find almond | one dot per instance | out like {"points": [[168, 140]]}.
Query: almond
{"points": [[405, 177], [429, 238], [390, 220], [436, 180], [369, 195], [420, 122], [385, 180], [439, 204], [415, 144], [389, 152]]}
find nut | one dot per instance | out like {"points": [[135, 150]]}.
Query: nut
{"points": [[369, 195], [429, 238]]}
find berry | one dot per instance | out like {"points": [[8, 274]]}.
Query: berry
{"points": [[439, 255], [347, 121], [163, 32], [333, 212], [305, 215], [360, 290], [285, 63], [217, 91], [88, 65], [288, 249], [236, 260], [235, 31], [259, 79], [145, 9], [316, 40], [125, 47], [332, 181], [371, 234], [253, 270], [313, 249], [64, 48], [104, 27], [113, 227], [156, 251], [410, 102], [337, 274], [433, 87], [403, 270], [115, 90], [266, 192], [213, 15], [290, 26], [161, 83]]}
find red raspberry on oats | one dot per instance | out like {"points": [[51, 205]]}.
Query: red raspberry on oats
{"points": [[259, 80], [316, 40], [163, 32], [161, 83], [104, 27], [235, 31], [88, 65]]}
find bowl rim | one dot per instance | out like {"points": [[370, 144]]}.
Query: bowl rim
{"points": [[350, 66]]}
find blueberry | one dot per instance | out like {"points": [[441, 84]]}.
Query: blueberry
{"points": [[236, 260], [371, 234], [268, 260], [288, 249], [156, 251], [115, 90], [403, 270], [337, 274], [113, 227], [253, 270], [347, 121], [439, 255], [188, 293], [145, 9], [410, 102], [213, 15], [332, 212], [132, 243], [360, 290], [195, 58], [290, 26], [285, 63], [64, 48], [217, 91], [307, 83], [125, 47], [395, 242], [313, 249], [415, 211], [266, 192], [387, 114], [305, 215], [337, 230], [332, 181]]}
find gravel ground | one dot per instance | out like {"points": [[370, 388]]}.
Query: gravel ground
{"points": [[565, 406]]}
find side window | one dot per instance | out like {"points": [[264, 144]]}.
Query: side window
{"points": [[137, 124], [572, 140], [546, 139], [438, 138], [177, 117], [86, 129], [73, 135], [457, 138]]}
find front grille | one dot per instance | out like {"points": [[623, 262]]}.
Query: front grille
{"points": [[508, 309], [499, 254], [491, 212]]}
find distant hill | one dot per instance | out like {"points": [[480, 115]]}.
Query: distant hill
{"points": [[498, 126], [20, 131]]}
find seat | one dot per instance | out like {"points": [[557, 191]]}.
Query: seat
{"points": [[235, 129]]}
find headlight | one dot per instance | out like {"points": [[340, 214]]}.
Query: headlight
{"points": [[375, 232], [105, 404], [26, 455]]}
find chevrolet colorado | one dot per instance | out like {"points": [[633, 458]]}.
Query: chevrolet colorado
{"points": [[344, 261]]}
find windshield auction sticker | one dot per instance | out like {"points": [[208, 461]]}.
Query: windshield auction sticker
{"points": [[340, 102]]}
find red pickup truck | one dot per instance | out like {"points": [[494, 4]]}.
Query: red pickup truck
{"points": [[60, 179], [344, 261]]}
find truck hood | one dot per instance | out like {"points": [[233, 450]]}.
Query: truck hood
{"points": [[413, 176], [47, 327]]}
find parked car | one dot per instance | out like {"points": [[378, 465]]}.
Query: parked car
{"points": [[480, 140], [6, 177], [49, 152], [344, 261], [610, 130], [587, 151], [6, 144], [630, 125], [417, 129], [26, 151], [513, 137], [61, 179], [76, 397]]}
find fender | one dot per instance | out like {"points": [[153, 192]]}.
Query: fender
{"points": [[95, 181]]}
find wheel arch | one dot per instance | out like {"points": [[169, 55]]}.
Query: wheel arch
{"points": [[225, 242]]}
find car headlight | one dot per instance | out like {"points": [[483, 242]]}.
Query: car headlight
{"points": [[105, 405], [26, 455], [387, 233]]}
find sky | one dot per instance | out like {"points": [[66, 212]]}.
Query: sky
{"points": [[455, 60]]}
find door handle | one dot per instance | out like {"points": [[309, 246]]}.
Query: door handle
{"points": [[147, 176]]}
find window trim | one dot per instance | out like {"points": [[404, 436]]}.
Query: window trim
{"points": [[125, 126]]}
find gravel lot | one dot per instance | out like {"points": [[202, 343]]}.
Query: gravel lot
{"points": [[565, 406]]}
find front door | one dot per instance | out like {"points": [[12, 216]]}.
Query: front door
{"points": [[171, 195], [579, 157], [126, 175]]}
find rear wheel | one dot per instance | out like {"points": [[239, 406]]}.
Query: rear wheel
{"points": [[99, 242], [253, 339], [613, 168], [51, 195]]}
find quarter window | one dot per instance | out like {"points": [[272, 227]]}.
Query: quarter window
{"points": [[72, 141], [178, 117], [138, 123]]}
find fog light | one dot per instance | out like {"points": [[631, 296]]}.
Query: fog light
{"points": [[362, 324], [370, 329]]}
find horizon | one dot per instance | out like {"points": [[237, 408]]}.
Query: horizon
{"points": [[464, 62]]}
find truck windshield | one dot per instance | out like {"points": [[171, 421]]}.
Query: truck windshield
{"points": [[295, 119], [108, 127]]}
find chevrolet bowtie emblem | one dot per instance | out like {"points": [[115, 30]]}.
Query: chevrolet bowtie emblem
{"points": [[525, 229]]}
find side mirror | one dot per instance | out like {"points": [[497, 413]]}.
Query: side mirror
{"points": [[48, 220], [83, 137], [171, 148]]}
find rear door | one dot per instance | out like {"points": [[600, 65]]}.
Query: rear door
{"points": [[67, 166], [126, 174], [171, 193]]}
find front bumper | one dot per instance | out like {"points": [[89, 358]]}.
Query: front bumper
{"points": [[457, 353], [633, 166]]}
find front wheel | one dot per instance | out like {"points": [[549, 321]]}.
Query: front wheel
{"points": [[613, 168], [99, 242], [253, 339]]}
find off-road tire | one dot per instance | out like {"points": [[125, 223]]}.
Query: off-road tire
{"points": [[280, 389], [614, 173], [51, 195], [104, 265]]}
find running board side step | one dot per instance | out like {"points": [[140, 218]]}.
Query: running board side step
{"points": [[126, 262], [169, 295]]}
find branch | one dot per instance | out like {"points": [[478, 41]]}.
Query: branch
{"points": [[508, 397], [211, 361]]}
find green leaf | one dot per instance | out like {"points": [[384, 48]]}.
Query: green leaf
——
### Aim of the task
From the preceding material, extract every line exactly.

### Correct answer
find almond | one dot per instance | out like {"points": [[168, 140]]}.
Query: almond
{"points": [[405, 177], [429, 238], [390, 220], [436, 180], [369, 195], [420, 122], [385, 180], [439, 204], [415, 144], [389, 152]]}
find nut | one dot per instance | out like {"points": [[135, 150]]}.
Query: nut
{"points": [[369, 195], [429, 238]]}
find berry | one dot per instance | out like {"points": [[8, 274]]}.
Query: berry
{"points": [[439, 255], [347, 121], [163, 32], [333, 212], [305, 215], [360, 290], [285, 63], [217, 91], [88, 65], [288, 249], [236, 260], [235, 31], [259, 79], [145, 9], [316, 40], [125, 47], [332, 181], [371, 234], [253, 270], [313, 249], [64, 48], [104, 27], [113, 227], [156, 251], [410, 102], [337, 274], [433, 87], [403, 270], [115, 90], [266, 192], [213, 15], [290, 26], [161, 83]]}
find red raspberry on oats | one dot per instance | out like {"points": [[51, 205]]}.
Query: red raspberry on oats
{"points": [[259, 80], [316, 40], [163, 32], [161, 83], [104, 27], [235, 31], [88, 65]]}
find bowl rim | one dot per instance | out like {"points": [[370, 144]]}.
Query: bowl rim
{"points": [[350, 66]]}
find blueberry | one dot per instance | out like {"points": [[441, 84]]}.
Query: blueberry
{"points": [[236, 260], [371, 234], [268, 260], [288, 249], [156, 251], [115, 90], [403, 270], [337, 274], [113, 227], [253, 270], [347, 121], [439, 255], [188, 293], [145, 9], [410, 102], [213, 15], [332, 212], [132, 243], [360, 290], [195, 58], [290, 26], [285, 63], [64, 48], [217, 91], [307, 83], [125, 47], [395, 242], [313, 249], [415, 211], [266, 192], [387, 114], [305, 215], [337, 230], [332, 181]]}
find gravel ground | one dot per instance | out like {"points": [[370, 388]]}.
Query: gravel ground
{"points": [[565, 406]]}
find side window | one dot per instance | out like {"points": [[264, 144]]}.
Query: side window
{"points": [[137, 124], [572, 140], [546, 139], [438, 138], [177, 117], [86, 129], [73, 135], [457, 138]]}
find front grille | one dot per instance | out like {"points": [[623, 262]]}.
Query: front grille
{"points": [[508, 309], [499, 254], [491, 212]]}
find distant hill | one dot per instance | out like {"points": [[480, 115]]}.
Query: distant hill
{"points": [[498, 126], [20, 131]]}
find seat | one dot per instance | out like {"points": [[557, 191]]}.
Query: seat
{"points": [[235, 129]]}
find headlight | one dot per instance | out like {"points": [[340, 214]]}.
Query: headlight
{"points": [[375, 232], [105, 404], [26, 455]]}
find chevrolet colorado | one dot per instance | out like {"points": [[633, 458]]}.
Query: chevrolet colorado
{"points": [[344, 261]]}
find windshield auction sticker | one dot per instance | out like {"points": [[208, 461]]}.
Query: windshield auction sticker
{"points": [[340, 102]]}
find red pickup truck | one dot per instance | out like {"points": [[494, 4]]}.
Query: red pickup truck
{"points": [[60, 179], [344, 261]]}
find truck hood | one dot per instance | out like {"points": [[233, 450]]}.
Query: truck hood
{"points": [[413, 176], [47, 327]]}
find parked car | one dot per instance | out like {"points": [[378, 465]]}.
Query: parked car
{"points": [[480, 140], [6, 177], [49, 152], [344, 261], [610, 130], [587, 151], [6, 144], [630, 125], [417, 129], [26, 151], [513, 137], [61, 179], [76, 397]]}
find fender | one dot per instance | out like {"points": [[153, 192]]}.
Query: fender
{"points": [[95, 181]]}
find wheel arch | one dot per instance | out like {"points": [[169, 55]]}.
Query: wheel arch
{"points": [[225, 242]]}
find car headlight | one dot per instance | out like {"points": [[483, 242]]}.
Query: car headlight
{"points": [[105, 405], [26, 455], [387, 233]]}
find sky | one dot per instance | out like {"points": [[66, 212]]}.
Query: sky
{"points": [[455, 60]]}
find door handle | one dot per instance | out like {"points": [[309, 246]]}.
Query: door handle
{"points": [[147, 176]]}
find window trim | one dot per instance | out like {"points": [[404, 436]]}.
Query: window trim
{"points": [[125, 126]]}
find gravel lot | one dot per instance | out like {"points": [[202, 343]]}.
Query: gravel lot
{"points": [[565, 406]]}
find front door | one dot per instance | out like {"points": [[12, 216]]}.
Query: front door
{"points": [[171, 195], [579, 157], [126, 175]]}
find rear wheel | one dot per instance | out like {"points": [[239, 406]]}.
Query: rear wheel
{"points": [[99, 242], [253, 339], [613, 168], [51, 195]]}
find quarter window | one dot per instance | out like {"points": [[272, 227]]}.
Query: quarter window
{"points": [[72, 141], [178, 117], [138, 123]]}
find fog light | one dot per instance | out like {"points": [[631, 296]]}.
Query: fog light
{"points": [[362, 324], [370, 329]]}
find horizon | one dot per instance | out like {"points": [[237, 408]]}.
Query: horizon
{"points": [[464, 62]]}
find truck windshield | one dot per instance | out like {"points": [[171, 421]]}.
Query: truck windshield
{"points": [[295, 119], [108, 127]]}
find chevrolet bowtie emblem | one dot per instance | out like {"points": [[115, 30]]}.
Query: chevrolet bowtie emblem
{"points": [[525, 229]]}
find side mirror | one dot per instance | out like {"points": [[497, 413]]}.
Query: side mirror
{"points": [[48, 220], [83, 137], [171, 148]]}
find rear door | one dot per instance | out like {"points": [[600, 65]]}.
Query: rear door
{"points": [[67, 166], [126, 174], [171, 193]]}
find front bumper | one dot per instance | out like {"points": [[89, 358]]}.
Query: front bumper
{"points": [[457, 353], [633, 166]]}
find front wheel | one dot per instance | out like {"points": [[549, 321]]}.
Query: front wheel
{"points": [[613, 168], [99, 242], [253, 339]]}
find off-road tire | one dot per instance | out like {"points": [[125, 223]]}.
Query: off-road tire
{"points": [[280, 389], [614, 173], [51, 195], [104, 265]]}
find running board side step | one dot per instance | out like {"points": [[140, 218]]}.
Query: running board side step
{"points": [[126, 262], [169, 295]]}
find branch | one dot per instance | out like {"points": [[478, 41]]}.
Query: branch
{"points": [[508, 397], [211, 361]]}
find green leaf | one dot per instance | out like {"points": [[384, 48]]}.
Query: green leaf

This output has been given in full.